L’aventure a continué avec l’écriture d’un livre, puis la réalisation du film « A la hauteur » par Yohan Guignard.

Pourquoi vous être lancée dans l’alpinisme ?

J’ai commencé l’alpinisme à 30 ans. C’est tardif comme début. Avec Frédéric Bréhé, guide de haute montagne, j’ai commencé de façon ordinaire par une semaine de « stage Mont Blanc ». Moi qui ne connaissais pas la montagne, j’ai eu l’impression qu’on m’avait caché un paradis perdu. Ce fut un choc culturel, émotionnel et esthétique. Après cette expérience, j’ai eu besoin de revenir dans les Alpes et en montagne le plus souvent possible.

Ce guide m’a dit que, si je voulais faire des sommets plus intéressants, je devais travailler en escalade et les techniques de montagne. Un jour, il m’a emmenée en haut d’un 4 000 mètres en Suisse : le sommet de la dent d’Hérens. On voit beaucoup de sommets de la même hauteur là-haut. Il m’a parlé des 82 sommets des Alpes. Habitée par la joie de notre ascension, je lui ai demandé si c’était possible que je les fasse tous. Il m’a dit : « Oui, avec un peu d’entraînement ». J’ai vu là une occasion fantastique de revivre ce face-à-face décapant que nous offrent les montagnes.

Vous aviez malgré tout déjà une bonne condition sportive ?

Je pratiquais la course à pied, je faisais du trail, des courses longues, ça m’a vraiment aidée. C’est difficile de partir de zéro en tout. Il faut un bon cardio, une bonne endurance, savoir grimper, skier… Avec le trail, je savais que mon corps pouvait travailler dur pendant plusieurs journées de suite.

Une bonne condition physique et l’entraînement font partie désormais de mon quotidien… Pour réaliser ce projet, j’ai fait 800 heures d’entraînement par an pendant trois années. J’ai connu les problématiques de récupération, de planification, le changement d’alimentation, d’organisation, la nécessité de bien dormir, d’arrêter l’alcool… Cela a impliqué des renoncements importants.

### Extrait de données

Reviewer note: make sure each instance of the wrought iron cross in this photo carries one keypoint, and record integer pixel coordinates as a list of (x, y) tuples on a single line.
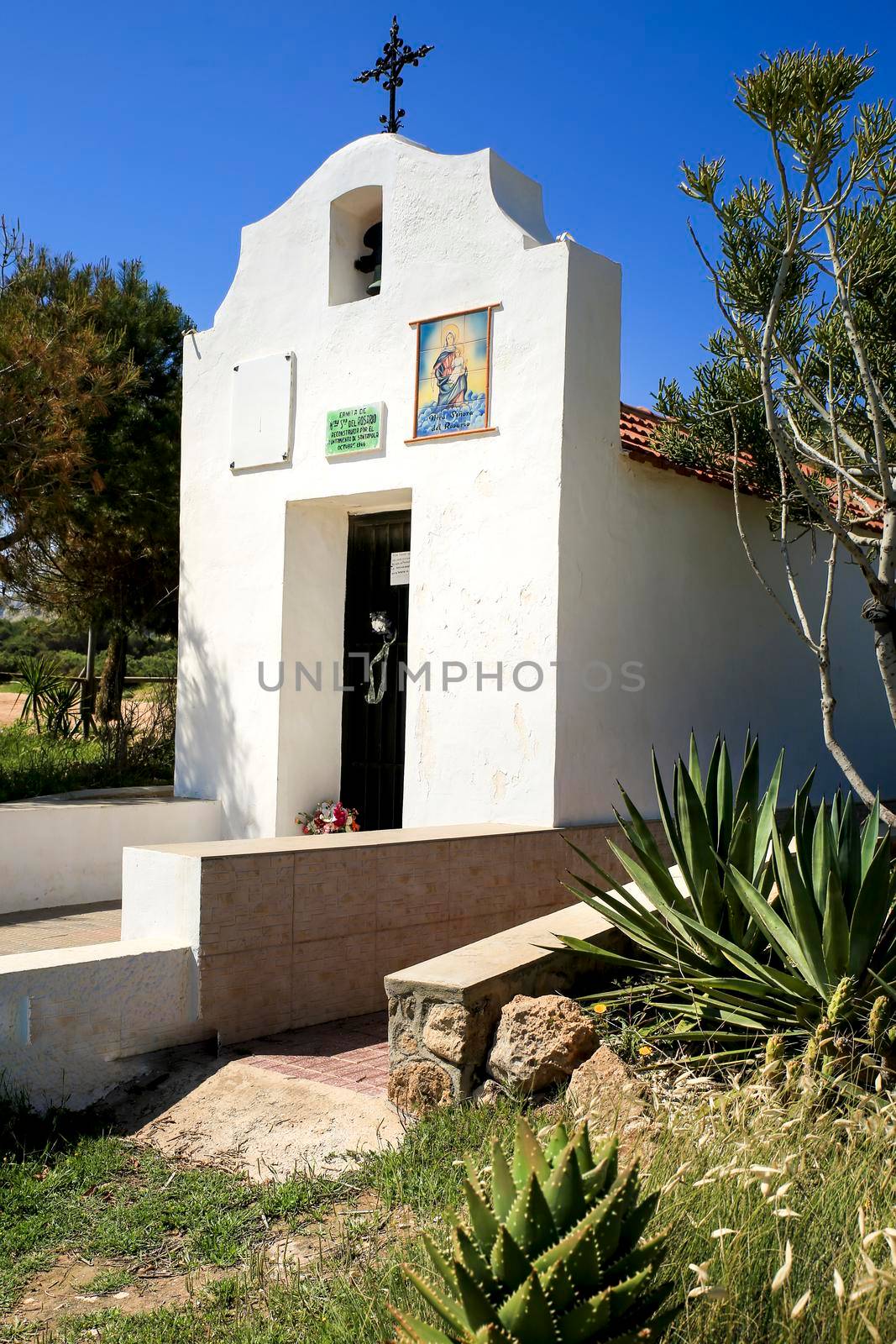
[(396, 54)]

### Travail demandé
A. D'après le passage sur l'alpinisme, combien d'heures d'entraînement par an ont été consacrées au projet ?
B. Reproduisez, s'il vous plaît, le passage sur l'alpinisme en commençant par « Vous aviez malgré » et en poursuivant jusqu'à « des renoncements importants. ».
Le matériel présenté forme un ensemble distinct du passage.

### Corrigé des consignes
A. 800 heures par an, pendant trois années.

B.
Vous aviez malgré tout déjà une bonne condition sportive ?

Je pratiquais la course à pied, je faisais du trail, des courses longues, ça m’a vraiment aidée. C’est difficile de partir de zéro en tout. Il faut un bon cardio, une bonne endurance, savoir grimper, skier… Avec le trail, je savais que mon corps pouvait travailler dur pendant plusieurs journées de suite.

Une bonne condition physique et l’entraînement font partie désormais de mon quotidien… Pour réaliser ce projet, j’ai fait 800 heures d’entraînement par an pendant trois années. J’ai connu les problématiques de récupération, de planification, le changement d’alimentation, d’organisation, la nécessité de bien dormir, d’arrêter l’alcool… Cela a impliqué des renoncements importants.